• [Supplied passage]:

<<<<

12. The system of claim 11, wherein the computing device is configured to correlate the one of the time-series numeric data and event data to one of other time-series numeric data and other event data.

13. The system of claim 12, wherein the computing device is configured to correlate the one of the time-series numeric data and event data to the one of other time-series numeric data and other event data using any of a plurality of fields displayed in a common format.

14. The system of claim 11, wherein the computing devices are communicatively connected via the Internet.

15. The system of claim 11, wherein the computing device is configured to present the analyzed data in the common format.

16. The system of claim 11, further comprising a user interface configured to present the analyzed data.

17. The system of claim 15, further comprising a display configured to display the analyzed data.

18. The system of claim 11, wherein the computing device is configured to correlate the data using one of a Pearson product-moment correlation coefficient (PPMCC), Spearman's rank correlation coefficient, and Kendall's rank correlation coefficient.

19. The system of claim 11, wherein the computing device is configured to: analyze the most significantly correlated and anti-correlated data making up a dynamically ascertained or manually-configured confidence interval for known-causal values; and remove the known-causal values into a primary set, wherein the remaining members of the confidence interval are most closely correlated as members of a secondary set reflecting pure correlation and non-causal relationships.

20. The system of claim 21, wherein the computing device is configured to: determine the one of the time-series and event data within a predetermined time period; and standardize and analyze the data within the predetermined time period.

Description:

CROSS REFERENCE TO RELATED APPLICATION

This application claims the benefit of and priority to U.S. Provisional Patent Application 61/873,805, filed Sep. 4, 2013, the entire content of which is incorporated herein in its entirety.

TECHNICAL FIELD

The present disclosure relates to systems and methods for deriving, storing and visualizing a numeric baseline for time-series numeric data which considers the time, coincidental events and relevance of the data points as part of the derivation and visualization.

>>>>

• [What the task requires]: Copy the patent text word for word from "14. The system" to "display the analyzed data.".

• [Entries shown]:
<<<<

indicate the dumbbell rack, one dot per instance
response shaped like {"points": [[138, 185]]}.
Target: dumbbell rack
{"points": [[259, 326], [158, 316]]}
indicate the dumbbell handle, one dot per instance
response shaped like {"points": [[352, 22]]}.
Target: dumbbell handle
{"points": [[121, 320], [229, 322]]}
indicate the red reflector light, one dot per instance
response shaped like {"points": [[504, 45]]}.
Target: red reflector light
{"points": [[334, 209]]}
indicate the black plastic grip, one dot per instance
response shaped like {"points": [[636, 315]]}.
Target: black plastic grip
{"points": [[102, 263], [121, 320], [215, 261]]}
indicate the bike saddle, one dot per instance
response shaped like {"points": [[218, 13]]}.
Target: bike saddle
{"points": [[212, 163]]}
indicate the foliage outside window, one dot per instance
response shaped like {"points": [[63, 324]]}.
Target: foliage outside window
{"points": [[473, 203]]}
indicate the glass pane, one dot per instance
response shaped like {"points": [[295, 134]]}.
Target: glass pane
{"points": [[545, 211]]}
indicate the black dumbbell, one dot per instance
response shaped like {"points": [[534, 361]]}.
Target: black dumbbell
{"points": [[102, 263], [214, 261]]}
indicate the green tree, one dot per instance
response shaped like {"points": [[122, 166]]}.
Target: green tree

>>>>
<<<<

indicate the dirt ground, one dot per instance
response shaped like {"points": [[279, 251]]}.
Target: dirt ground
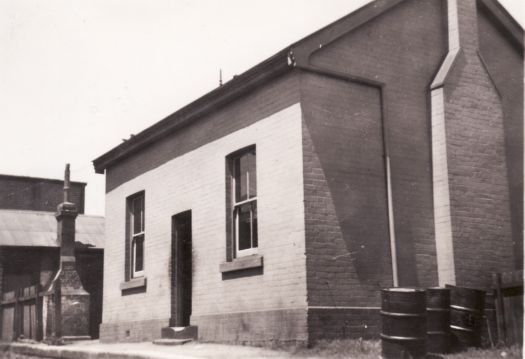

>>>>

• [Answer]:
14. The system of claim 11, wherein the computing devices are communicatively connected via the Internet.

15. The system of claim 11, wherein the computing device is configured to present the analyzed data in the common format.

16. The system of claim 11, further comprising a user interface configured to present the analyzed data.

17. The system of claim 15, further comprising a display configured to display the analyzed data.